---- Available records

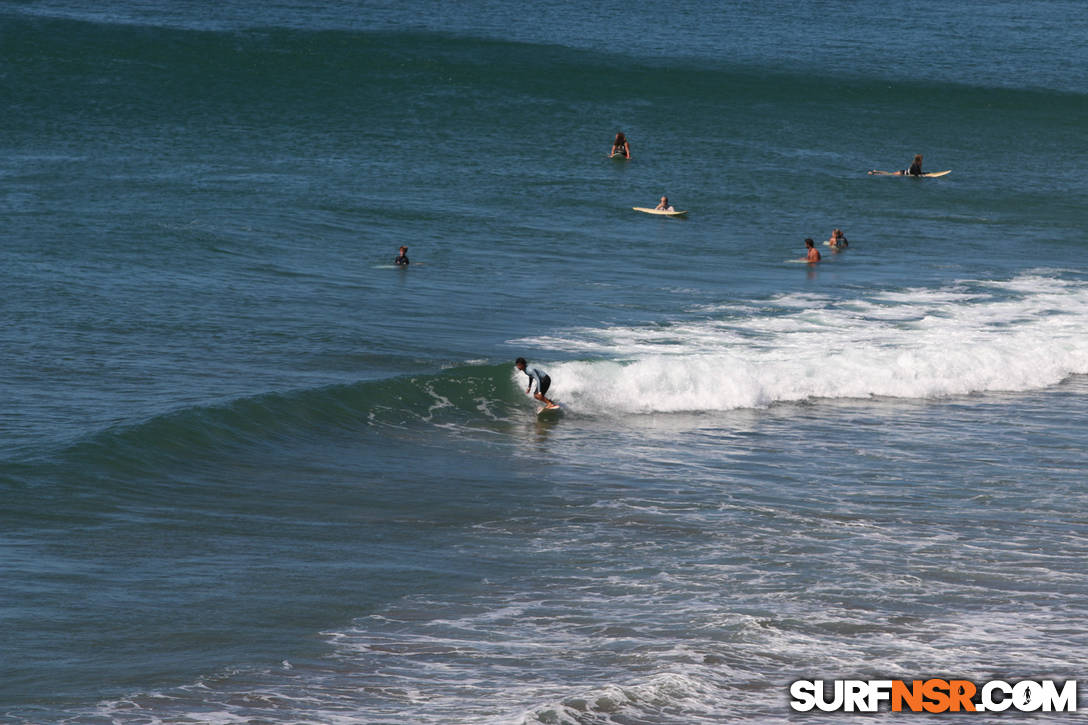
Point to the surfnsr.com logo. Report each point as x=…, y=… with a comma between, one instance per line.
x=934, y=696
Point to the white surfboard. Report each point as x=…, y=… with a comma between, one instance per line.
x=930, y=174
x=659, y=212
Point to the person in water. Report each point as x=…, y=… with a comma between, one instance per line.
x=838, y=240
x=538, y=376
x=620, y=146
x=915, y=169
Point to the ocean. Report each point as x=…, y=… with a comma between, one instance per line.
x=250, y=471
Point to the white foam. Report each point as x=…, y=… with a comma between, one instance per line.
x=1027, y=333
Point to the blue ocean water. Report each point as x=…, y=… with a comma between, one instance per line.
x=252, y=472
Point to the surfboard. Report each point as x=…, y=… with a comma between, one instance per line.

--------

• _Challenge_
Rewrite every entry above with "Point to" changed to "Locate" wherever it appears, keeping everything else the same and leaving out the pictures.

• _Response below_
Locate the surfnsr.com logo. Report each point as x=…, y=… with a comma between, one instance per line.
x=934, y=696
Locate the white surfboard. Report each point as x=…, y=… with a comma between, one instance per line.
x=930, y=174
x=659, y=212
Locate the person in water. Report each point as x=…, y=… with a comma between, one instance per line.
x=838, y=240
x=538, y=376
x=620, y=146
x=915, y=169
Locate the ocean. Report each point as x=…, y=… with a comma between, one instance per line.
x=250, y=471
Locate the white foam. Report each point as x=…, y=… with a comma between, one instance per line.
x=1027, y=333
Locate the blue ocean water. Report each point as x=…, y=… with a comma between, one instance per line.
x=252, y=472
Locate the surfboard. Report each point as x=…, y=… with a comma between, one instance per line.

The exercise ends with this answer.